-------- MATERIAL SHOWN --------
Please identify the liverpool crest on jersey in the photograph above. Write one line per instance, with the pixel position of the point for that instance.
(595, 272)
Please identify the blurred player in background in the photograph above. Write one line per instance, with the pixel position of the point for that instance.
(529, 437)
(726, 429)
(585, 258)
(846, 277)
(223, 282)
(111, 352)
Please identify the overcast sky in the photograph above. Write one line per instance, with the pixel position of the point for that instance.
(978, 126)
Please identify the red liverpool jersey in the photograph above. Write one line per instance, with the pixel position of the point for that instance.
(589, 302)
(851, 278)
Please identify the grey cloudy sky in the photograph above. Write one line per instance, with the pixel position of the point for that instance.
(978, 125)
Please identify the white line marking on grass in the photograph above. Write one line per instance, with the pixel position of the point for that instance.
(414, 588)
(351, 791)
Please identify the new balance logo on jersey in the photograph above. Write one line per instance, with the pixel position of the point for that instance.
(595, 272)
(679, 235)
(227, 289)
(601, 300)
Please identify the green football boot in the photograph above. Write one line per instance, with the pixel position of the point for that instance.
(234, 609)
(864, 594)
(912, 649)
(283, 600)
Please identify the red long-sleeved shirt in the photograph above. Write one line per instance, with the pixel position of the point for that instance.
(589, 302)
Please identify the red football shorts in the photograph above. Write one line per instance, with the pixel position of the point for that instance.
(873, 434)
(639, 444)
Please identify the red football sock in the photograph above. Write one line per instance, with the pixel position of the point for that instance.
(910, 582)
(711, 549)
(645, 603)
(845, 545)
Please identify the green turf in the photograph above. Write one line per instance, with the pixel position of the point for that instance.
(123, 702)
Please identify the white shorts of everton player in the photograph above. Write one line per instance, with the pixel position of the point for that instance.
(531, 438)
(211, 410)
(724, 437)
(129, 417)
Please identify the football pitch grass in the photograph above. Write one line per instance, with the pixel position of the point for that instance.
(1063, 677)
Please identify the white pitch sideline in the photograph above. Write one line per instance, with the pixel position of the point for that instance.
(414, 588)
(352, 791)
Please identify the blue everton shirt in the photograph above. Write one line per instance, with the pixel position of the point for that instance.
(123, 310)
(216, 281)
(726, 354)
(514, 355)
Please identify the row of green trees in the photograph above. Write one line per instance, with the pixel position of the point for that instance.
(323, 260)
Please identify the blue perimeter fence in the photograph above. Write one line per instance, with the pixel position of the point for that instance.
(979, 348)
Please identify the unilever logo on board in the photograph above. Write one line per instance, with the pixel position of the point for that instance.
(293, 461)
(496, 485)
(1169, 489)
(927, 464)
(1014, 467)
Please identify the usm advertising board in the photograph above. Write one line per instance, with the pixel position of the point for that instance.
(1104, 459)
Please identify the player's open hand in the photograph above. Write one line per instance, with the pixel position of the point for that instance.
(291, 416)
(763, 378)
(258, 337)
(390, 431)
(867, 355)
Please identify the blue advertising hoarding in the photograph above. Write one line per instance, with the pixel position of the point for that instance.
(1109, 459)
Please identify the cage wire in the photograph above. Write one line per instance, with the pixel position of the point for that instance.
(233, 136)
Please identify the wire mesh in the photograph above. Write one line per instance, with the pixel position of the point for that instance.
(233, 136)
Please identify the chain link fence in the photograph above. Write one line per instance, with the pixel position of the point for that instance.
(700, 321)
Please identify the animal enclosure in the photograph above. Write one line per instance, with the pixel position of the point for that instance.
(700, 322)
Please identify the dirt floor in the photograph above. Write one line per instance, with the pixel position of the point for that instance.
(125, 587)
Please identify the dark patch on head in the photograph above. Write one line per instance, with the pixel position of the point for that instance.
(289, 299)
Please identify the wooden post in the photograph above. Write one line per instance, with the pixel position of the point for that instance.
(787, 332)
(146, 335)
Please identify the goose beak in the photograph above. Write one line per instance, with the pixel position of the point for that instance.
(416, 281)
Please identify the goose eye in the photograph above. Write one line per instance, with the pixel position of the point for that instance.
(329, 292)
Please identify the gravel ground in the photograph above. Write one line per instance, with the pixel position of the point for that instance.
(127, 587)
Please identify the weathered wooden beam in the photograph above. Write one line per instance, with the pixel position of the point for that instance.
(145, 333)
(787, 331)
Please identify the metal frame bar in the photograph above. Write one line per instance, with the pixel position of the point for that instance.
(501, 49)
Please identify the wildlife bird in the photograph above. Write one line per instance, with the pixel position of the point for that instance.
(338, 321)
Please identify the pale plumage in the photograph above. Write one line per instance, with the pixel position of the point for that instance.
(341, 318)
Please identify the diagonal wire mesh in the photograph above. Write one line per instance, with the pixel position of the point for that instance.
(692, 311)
--------
■ WHAT YOU NEED TO DO
Each record is to be transcribed exactly and in full.

■ RESPONSE BOX
Please identify the liverpool crest on jersey in the photograph above. Write one line per instance, with the pixel position of the point for that instance.
(595, 272)
Please identify the blurred player in background in the photograph above. Write one line per instance, with the pixel position of the point for that instance.
(529, 437)
(726, 429)
(585, 258)
(846, 277)
(223, 282)
(111, 352)
Please identify the overcast sky in the photograph above. Write one line per instance, with the pixel position of the point for that instance.
(978, 126)
Please identify the red liverpool jersey in the photograph above. Write one line per instance, with the pixel position of the point for that instance.
(589, 302)
(851, 278)
Please identify the grey cloudy sky in the photograph above. Write one line per instance, with the pixel position of the point for that instance.
(978, 125)
Please identify the white line marking on grass in the photograph above. Write one line per instance, with the pixel position of the point for that instance.
(414, 588)
(351, 791)
Please identify the new balance logo on jersey in the photograph above. Write one line per instance, with the pixel position of the point for that instance.
(595, 272)
(679, 235)
(227, 289)
(601, 300)
Please identify the green football boot in the photograph above. Write one line per instance, with the pixel position of the point for that instance.
(234, 609)
(864, 594)
(912, 649)
(283, 600)
Please identify the red long-sleeved shirt in the photograph above. Write one line per instance, with the pixel position of the point for that instance.
(589, 302)
Please identify the red football shorts in the photograph above. Write one line per instance, with the pixel position of the point for that instance.
(873, 434)
(639, 444)
Please identify the red football sock in the photograph above. Write one line per instance, with the pixel position of the point for that instance.
(910, 582)
(711, 549)
(645, 603)
(845, 545)
Please identify the green turf in the photograph above. Write one line per instance, with the pixel position of the point for that instance.
(123, 702)
Please identify the white shorts of everton player in the photograph above. Write one line per instance, with the pixel position of the point for that instance.
(531, 438)
(211, 410)
(724, 437)
(129, 417)
Please identify the football pitch grass in the photograph above. Write one line per instance, with the pixel position of the point for that instance.
(1063, 677)
Please identify the white pitch sideline in the photograph above. Write one line per instance, with the pixel position of the point for that instance.
(414, 588)
(352, 791)
Please identify the blue everton shirt in the photograph above. Write one line per instance, with the pixel position of the point for that instance.
(123, 310)
(216, 281)
(726, 354)
(514, 355)
Please identify the row of green trees in the photograph above. Write one line per instance, with the pixel position of the point for that instance.
(323, 260)
Please identify the blue perimeter fence in the photograph above. Write one line per instance, with the pixel position of the point for that instance.
(979, 348)
Please identify the unilever logo on board in the photograph above. Write one line per instance, with the pixel position of the point for that instance.
(293, 461)
(496, 485)
(1169, 489)
(927, 464)
(1014, 467)
Please identify the usm advertising board in the photograph above. Write one line per instance, with the pixel position of the point for that instance.
(1104, 459)
Please identify the player's open hand in the photograph above. Write one line per instance, with the pixel position of the point for that instance.
(291, 416)
(763, 378)
(258, 337)
(390, 431)
(867, 355)
Please identify the blue advertising hoarding in the photograph above. Write one line per instance, with the pixel position of the point for that instance.
(1109, 459)
Please identify the cage wire in the photograph above. Write one line per instance, with the pixel position of the point for that instance.
(233, 136)
Please identify the wire mesh in the photograph above. Write one line per instance, with the pixel position of the point for that instance.
(233, 136)
Please identify the chain link fence in the photograph above. Write one line per instance, with the pixel position of the point for that instance.
(700, 321)
Please identify the animal enclosure in the photograph above. Write one line per instance, with the pixel position of the point for that instance.
(700, 322)
Please identify the dirt floor in the photograph above. Write one line per instance, with the pixel position of the point for that instance.
(125, 587)
Please identify the dark patch on head in the photograph above. Write one line per instance, with the pixel position of the point for that instance.
(289, 299)
Please identify the wooden post in the photograph above. Write one line per instance, with the pixel position of the point for that instance.
(787, 332)
(146, 335)
Please identify the goose beak in the photograph above. Write one line per instance, with the pixel position of the point for that instance.
(416, 281)
Please identify the goose eye in the photograph above. Write one line per instance, with the pixel position of the point for that instance.
(329, 292)
Please identify the gravel ground in the photograph above. Write one line per instance, with the pixel position of the point for that instance.
(127, 587)
Please identify the weathered wooden beam in the photograph above. Write one line per instance, with the pixel position of the point for that instance.
(145, 333)
(787, 331)
Please identify the metal frame bar in the photograph above. Write one line per instance, with the pixel position of the point for that instance.
(501, 49)
Please identify the wildlife bird in the photograph above. Write one line per instance, with the pixel position of the point for that instance.
(338, 321)
Please identify the pale plumage in the photograph above. Write one line per instance, with the pixel position of the point for that instance.
(341, 318)
Please identify the diagonal wire mesh in the photograph above. Write one line per instance, with the pixel position of the point for that instance.
(692, 311)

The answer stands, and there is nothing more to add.